(DATA EXCERPTS Opens)

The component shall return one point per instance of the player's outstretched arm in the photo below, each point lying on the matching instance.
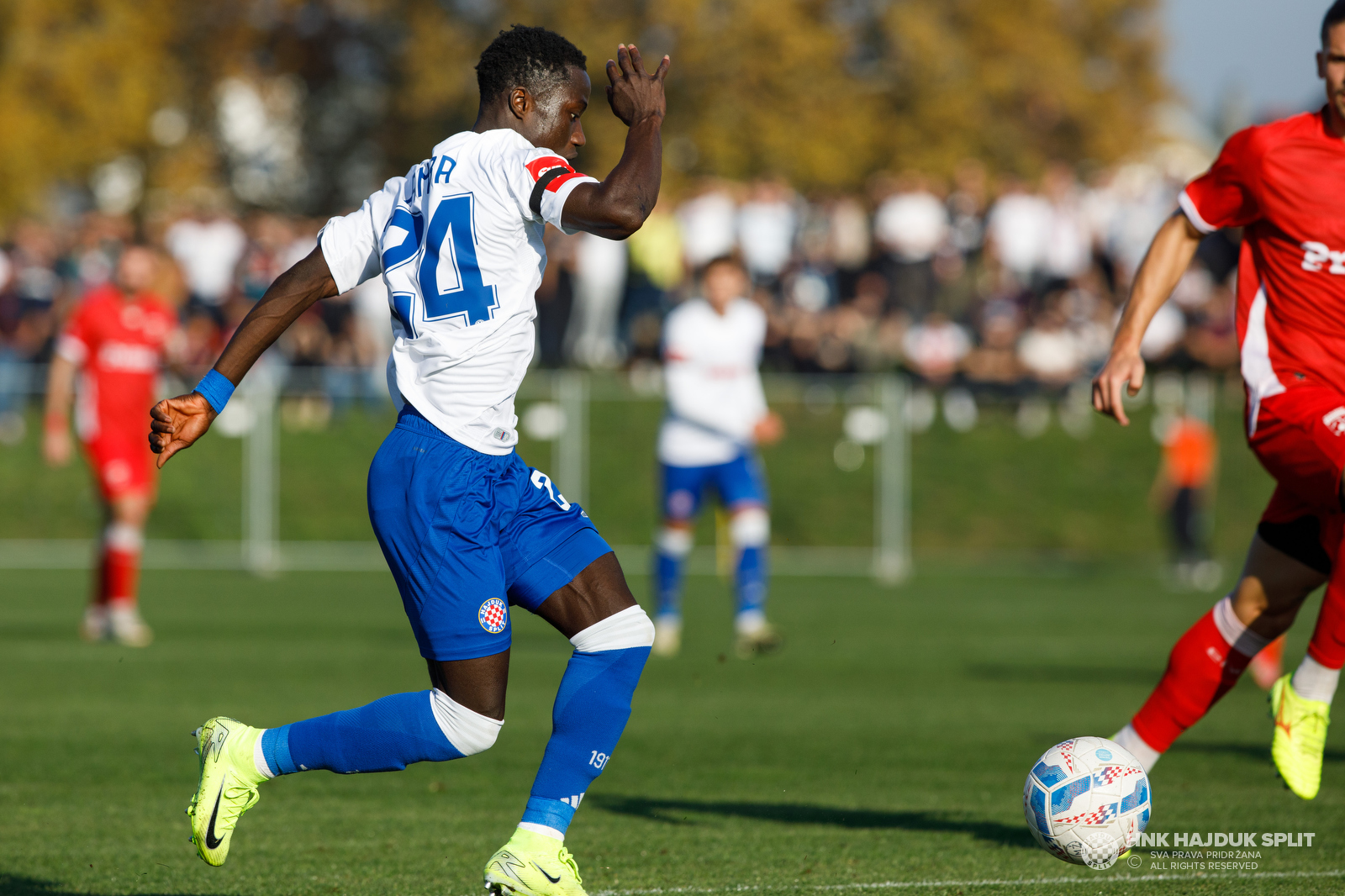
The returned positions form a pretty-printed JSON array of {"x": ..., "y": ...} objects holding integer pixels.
[
  {"x": 178, "y": 423},
  {"x": 618, "y": 206},
  {"x": 1163, "y": 264}
]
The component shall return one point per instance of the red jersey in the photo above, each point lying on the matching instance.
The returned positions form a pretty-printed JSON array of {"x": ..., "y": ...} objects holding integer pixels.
[
  {"x": 120, "y": 347},
  {"x": 1284, "y": 182}
]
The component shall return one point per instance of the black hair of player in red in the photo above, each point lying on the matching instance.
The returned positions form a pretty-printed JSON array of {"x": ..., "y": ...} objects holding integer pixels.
[
  {"x": 526, "y": 57},
  {"x": 1333, "y": 18}
]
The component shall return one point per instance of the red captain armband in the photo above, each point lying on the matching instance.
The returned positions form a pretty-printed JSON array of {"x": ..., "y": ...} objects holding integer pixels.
[{"x": 551, "y": 172}]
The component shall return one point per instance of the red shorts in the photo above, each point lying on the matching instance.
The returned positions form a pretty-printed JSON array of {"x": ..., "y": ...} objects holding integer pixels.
[
  {"x": 123, "y": 466},
  {"x": 1300, "y": 437}
]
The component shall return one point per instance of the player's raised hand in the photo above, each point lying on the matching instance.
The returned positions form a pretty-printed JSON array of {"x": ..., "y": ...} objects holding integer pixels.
[
  {"x": 634, "y": 93},
  {"x": 1125, "y": 369},
  {"x": 177, "y": 423}
]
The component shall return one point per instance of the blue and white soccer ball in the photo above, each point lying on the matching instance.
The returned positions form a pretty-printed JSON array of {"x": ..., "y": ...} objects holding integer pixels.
[{"x": 1087, "y": 801}]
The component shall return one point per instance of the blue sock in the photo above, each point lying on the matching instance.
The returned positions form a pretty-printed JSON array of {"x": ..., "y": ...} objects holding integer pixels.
[
  {"x": 751, "y": 580},
  {"x": 667, "y": 575},
  {"x": 387, "y": 735},
  {"x": 589, "y": 716}
]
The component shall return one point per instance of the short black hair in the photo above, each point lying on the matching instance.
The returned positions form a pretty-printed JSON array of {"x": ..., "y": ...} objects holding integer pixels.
[
  {"x": 1333, "y": 18},
  {"x": 526, "y": 57}
]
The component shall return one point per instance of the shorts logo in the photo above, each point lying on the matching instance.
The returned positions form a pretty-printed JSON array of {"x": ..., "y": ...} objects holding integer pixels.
[
  {"x": 1335, "y": 420},
  {"x": 493, "y": 615}
]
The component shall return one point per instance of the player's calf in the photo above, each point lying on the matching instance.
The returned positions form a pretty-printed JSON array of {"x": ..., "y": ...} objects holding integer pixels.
[{"x": 751, "y": 535}]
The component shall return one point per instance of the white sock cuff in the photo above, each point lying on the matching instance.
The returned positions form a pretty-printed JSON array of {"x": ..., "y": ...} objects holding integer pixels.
[
  {"x": 676, "y": 542},
  {"x": 1136, "y": 746},
  {"x": 750, "y": 622},
  {"x": 751, "y": 528},
  {"x": 620, "y": 631},
  {"x": 470, "y": 732},
  {"x": 1237, "y": 635},
  {"x": 544, "y": 830},
  {"x": 1316, "y": 681},
  {"x": 123, "y": 537},
  {"x": 260, "y": 757}
]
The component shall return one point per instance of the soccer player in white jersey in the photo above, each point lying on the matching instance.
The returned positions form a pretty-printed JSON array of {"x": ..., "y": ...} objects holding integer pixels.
[
  {"x": 466, "y": 526},
  {"x": 716, "y": 417}
]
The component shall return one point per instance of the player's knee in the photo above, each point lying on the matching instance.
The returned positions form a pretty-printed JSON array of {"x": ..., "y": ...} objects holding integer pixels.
[
  {"x": 623, "y": 630},
  {"x": 123, "y": 535},
  {"x": 676, "y": 541},
  {"x": 751, "y": 528},
  {"x": 470, "y": 732}
]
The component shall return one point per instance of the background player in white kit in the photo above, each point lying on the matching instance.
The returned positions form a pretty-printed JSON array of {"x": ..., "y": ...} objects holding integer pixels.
[
  {"x": 716, "y": 417},
  {"x": 464, "y": 525}
]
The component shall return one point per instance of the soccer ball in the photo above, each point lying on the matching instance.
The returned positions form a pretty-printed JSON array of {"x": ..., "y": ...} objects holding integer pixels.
[{"x": 1087, "y": 801}]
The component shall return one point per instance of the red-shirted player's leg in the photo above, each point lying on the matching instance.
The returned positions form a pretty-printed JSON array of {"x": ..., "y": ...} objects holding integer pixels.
[
  {"x": 1318, "y": 674},
  {"x": 1208, "y": 660},
  {"x": 125, "y": 481}
]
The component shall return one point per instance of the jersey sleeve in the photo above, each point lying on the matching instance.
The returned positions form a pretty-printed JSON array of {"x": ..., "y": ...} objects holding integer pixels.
[
  {"x": 541, "y": 182},
  {"x": 350, "y": 242},
  {"x": 1226, "y": 195}
]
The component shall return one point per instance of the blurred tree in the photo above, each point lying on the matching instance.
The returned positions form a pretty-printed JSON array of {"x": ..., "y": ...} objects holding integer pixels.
[
  {"x": 1015, "y": 84},
  {"x": 78, "y": 84},
  {"x": 307, "y": 105}
]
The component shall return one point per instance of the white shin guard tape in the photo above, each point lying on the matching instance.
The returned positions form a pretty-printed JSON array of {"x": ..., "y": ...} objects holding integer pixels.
[
  {"x": 751, "y": 528},
  {"x": 620, "y": 631},
  {"x": 1237, "y": 635},
  {"x": 123, "y": 537},
  {"x": 470, "y": 732},
  {"x": 676, "y": 542}
]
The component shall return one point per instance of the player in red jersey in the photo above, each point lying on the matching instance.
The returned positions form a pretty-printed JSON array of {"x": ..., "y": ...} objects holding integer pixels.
[
  {"x": 114, "y": 342},
  {"x": 1282, "y": 183}
]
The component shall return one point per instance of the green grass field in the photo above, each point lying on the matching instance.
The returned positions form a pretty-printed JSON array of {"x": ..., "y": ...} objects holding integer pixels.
[{"x": 887, "y": 744}]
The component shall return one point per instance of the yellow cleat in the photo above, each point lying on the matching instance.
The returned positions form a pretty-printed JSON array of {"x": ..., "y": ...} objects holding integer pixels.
[
  {"x": 228, "y": 788},
  {"x": 533, "y": 864},
  {"x": 1300, "y": 737}
]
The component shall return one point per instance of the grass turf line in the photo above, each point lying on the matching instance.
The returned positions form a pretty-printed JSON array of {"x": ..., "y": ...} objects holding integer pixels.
[{"x": 888, "y": 741}]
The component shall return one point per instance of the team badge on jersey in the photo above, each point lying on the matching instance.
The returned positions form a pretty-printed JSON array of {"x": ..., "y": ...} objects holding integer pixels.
[{"x": 493, "y": 615}]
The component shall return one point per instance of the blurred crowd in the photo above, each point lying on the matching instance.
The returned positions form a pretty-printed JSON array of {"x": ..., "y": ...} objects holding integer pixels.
[
  {"x": 1004, "y": 288},
  {"x": 1008, "y": 288}
]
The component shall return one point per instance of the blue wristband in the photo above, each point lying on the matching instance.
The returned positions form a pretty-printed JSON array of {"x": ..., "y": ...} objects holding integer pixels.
[{"x": 215, "y": 389}]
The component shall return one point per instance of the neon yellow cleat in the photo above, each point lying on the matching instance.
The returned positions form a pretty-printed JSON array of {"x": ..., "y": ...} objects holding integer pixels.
[
  {"x": 533, "y": 864},
  {"x": 228, "y": 788},
  {"x": 1300, "y": 737}
]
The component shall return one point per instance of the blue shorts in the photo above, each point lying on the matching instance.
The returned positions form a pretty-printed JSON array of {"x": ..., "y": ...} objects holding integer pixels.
[
  {"x": 740, "y": 483},
  {"x": 466, "y": 535}
]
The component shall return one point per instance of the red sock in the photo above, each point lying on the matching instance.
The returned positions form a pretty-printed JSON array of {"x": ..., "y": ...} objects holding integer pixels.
[
  {"x": 1273, "y": 653},
  {"x": 1200, "y": 670},
  {"x": 121, "y": 575},
  {"x": 1328, "y": 643}
]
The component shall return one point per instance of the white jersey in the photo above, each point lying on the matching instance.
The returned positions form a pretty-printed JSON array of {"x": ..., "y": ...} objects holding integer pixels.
[
  {"x": 713, "y": 387},
  {"x": 461, "y": 249}
]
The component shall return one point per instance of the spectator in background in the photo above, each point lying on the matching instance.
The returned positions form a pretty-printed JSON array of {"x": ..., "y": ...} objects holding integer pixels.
[
  {"x": 935, "y": 347},
  {"x": 1068, "y": 246},
  {"x": 1048, "y": 350},
  {"x": 1019, "y": 226},
  {"x": 116, "y": 340},
  {"x": 911, "y": 225},
  {"x": 968, "y": 208},
  {"x": 994, "y": 363},
  {"x": 766, "y": 229},
  {"x": 556, "y": 298},
  {"x": 208, "y": 246},
  {"x": 656, "y": 271},
  {"x": 1190, "y": 454},
  {"x": 600, "y": 268},
  {"x": 709, "y": 225}
]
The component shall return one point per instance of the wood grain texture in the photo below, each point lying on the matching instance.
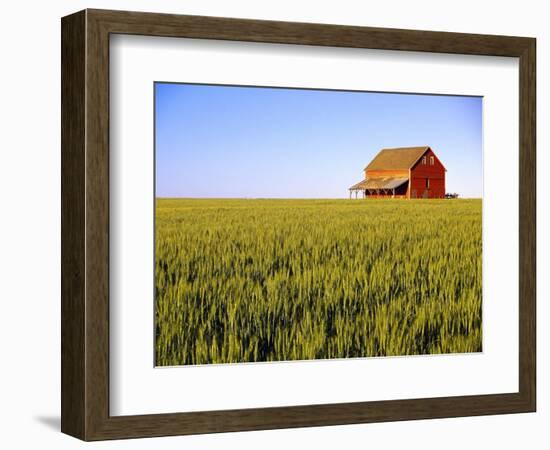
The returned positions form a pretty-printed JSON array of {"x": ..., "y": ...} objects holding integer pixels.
[
  {"x": 73, "y": 109},
  {"x": 85, "y": 224}
]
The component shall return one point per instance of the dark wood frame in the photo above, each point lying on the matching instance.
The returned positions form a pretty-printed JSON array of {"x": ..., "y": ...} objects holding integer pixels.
[{"x": 85, "y": 224}]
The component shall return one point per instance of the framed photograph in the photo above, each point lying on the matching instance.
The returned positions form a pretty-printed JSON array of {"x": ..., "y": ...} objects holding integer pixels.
[{"x": 273, "y": 225}]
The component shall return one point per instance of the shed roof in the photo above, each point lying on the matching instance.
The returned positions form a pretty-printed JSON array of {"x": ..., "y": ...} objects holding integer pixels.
[
  {"x": 379, "y": 183},
  {"x": 402, "y": 158}
]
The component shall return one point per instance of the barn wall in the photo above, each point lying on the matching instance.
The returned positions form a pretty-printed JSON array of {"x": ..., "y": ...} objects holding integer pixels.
[
  {"x": 386, "y": 173},
  {"x": 435, "y": 173}
]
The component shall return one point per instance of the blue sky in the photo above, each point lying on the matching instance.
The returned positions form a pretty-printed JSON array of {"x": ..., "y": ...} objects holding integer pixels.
[{"x": 229, "y": 141}]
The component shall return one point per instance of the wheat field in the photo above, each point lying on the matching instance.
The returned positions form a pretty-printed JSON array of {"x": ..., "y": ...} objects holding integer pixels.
[{"x": 271, "y": 280}]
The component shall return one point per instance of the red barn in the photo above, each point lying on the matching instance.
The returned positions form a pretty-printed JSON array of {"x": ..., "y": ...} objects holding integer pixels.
[{"x": 407, "y": 172}]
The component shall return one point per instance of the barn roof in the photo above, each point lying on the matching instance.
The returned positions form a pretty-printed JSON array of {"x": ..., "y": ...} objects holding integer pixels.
[
  {"x": 379, "y": 183},
  {"x": 402, "y": 158}
]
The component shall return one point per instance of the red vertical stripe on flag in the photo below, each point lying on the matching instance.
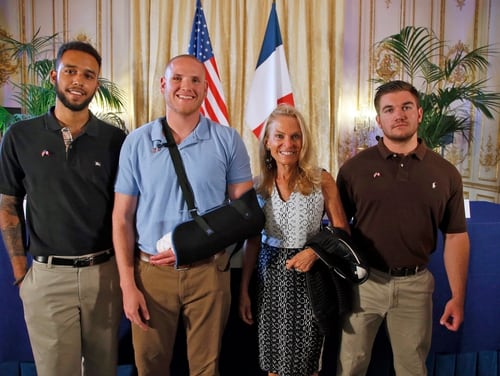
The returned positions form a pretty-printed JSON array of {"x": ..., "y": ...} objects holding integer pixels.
[{"x": 271, "y": 83}]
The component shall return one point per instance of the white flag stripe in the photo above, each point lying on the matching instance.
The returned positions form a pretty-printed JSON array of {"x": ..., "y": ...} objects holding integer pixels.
[{"x": 265, "y": 92}]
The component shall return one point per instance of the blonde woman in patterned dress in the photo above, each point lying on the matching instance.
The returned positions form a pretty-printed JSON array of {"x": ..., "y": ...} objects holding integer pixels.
[{"x": 294, "y": 194}]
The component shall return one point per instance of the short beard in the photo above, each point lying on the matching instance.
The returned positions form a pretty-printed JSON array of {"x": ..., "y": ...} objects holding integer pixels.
[{"x": 73, "y": 107}]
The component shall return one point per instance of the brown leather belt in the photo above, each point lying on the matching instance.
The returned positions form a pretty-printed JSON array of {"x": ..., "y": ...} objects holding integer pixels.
[
  {"x": 145, "y": 257},
  {"x": 403, "y": 271},
  {"x": 77, "y": 261}
]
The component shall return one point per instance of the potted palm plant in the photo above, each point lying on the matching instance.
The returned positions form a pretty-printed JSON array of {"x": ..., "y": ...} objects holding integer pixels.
[
  {"x": 36, "y": 95},
  {"x": 450, "y": 86}
]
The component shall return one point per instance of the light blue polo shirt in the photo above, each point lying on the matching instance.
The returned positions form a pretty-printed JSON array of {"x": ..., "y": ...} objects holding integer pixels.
[{"x": 213, "y": 156}]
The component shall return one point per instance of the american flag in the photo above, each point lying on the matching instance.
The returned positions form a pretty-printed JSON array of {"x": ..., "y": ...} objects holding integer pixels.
[{"x": 214, "y": 106}]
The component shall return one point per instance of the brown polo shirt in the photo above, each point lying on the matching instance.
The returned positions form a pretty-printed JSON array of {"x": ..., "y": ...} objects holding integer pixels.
[{"x": 398, "y": 203}]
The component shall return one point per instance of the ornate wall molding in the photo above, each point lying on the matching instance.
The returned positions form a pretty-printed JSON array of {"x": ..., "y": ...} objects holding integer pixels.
[{"x": 8, "y": 66}]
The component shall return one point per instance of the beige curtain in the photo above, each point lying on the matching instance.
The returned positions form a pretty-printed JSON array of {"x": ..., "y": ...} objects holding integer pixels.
[{"x": 311, "y": 32}]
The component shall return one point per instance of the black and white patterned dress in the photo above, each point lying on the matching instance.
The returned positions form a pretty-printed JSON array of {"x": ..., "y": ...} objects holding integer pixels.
[{"x": 289, "y": 340}]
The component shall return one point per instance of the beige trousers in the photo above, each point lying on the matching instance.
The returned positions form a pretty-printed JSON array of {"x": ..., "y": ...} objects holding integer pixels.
[
  {"x": 201, "y": 296},
  {"x": 406, "y": 304},
  {"x": 73, "y": 317}
]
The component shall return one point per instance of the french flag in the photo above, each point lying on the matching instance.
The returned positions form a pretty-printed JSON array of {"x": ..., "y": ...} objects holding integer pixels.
[{"x": 271, "y": 83}]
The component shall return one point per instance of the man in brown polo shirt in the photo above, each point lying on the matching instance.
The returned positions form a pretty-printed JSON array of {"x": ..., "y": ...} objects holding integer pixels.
[{"x": 398, "y": 194}]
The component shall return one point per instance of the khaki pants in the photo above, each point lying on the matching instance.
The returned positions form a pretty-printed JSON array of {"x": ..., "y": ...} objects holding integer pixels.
[
  {"x": 73, "y": 317},
  {"x": 202, "y": 296},
  {"x": 406, "y": 303}
]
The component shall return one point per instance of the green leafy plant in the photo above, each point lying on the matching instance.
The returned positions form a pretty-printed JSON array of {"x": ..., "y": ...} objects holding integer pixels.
[
  {"x": 36, "y": 95},
  {"x": 449, "y": 87}
]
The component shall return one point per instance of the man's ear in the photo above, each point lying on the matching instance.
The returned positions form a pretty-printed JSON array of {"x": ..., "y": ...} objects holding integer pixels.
[{"x": 53, "y": 76}]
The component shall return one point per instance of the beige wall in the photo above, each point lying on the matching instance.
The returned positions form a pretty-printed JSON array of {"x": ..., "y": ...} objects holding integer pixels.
[{"x": 333, "y": 109}]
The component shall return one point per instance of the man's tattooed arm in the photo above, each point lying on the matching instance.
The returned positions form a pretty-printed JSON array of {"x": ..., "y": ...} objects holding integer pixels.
[{"x": 12, "y": 226}]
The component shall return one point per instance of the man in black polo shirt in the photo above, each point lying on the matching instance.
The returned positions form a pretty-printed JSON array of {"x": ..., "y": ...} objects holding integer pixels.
[
  {"x": 64, "y": 164},
  {"x": 398, "y": 194}
]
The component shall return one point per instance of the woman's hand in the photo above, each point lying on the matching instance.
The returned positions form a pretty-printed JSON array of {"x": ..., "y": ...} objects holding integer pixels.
[{"x": 302, "y": 261}]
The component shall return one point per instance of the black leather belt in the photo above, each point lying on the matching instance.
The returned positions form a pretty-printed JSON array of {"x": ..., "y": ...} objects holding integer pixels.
[
  {"x": 403, "y": 271},
  {"x": 76, "y": 262}
]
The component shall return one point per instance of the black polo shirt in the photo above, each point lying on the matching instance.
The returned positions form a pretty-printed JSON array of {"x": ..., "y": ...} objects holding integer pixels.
[
  {"x": 397, "y": 203},
  {"x": 69, "y": 194}
]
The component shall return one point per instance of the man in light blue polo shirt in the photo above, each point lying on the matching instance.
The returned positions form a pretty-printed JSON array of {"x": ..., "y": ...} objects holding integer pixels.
[{"x": 149, "y": 203}]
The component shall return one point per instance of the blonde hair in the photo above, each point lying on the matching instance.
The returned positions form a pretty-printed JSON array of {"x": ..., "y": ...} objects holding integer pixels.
[{"x": 307, "y": 176}]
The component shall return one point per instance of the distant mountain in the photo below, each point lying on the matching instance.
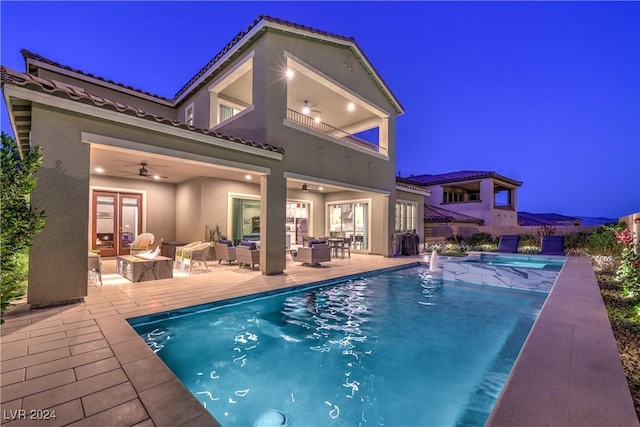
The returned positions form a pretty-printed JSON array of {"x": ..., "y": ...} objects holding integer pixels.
[{"x": 587, "y": 220}]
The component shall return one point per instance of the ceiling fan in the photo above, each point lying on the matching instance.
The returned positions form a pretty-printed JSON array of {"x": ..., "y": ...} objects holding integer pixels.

(DATA EXCERPTS Closes)

EXERCISE DIRECTIONS
Find each line above that contains "plant", and copy those lines.

RESULT OF THE EXERCISE
The component shall return one point per instance of the potted palm plant in the photo above, each point lying on the matching instance.
The component shall return one point per instance of the green leafy plant in the photo above, each point lying on the matching instance.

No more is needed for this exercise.